(EXCERPTED RECORDS):

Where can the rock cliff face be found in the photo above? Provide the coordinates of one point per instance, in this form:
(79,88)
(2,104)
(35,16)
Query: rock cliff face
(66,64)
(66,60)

(EXERCISE DESCRIPTION):
Can you restate the items, substituting "stone cliff face" for each occurrence of "rock cliff face" and leaving everything else as it is?

(THE ANSWER):
Where can the stone cliff face be found in the photo above? Provide the coordinates of one point per instance, in this form:
(79,88)
(2,104)
(35,16)
Query: stone cliff face
(66,64)
(66,60)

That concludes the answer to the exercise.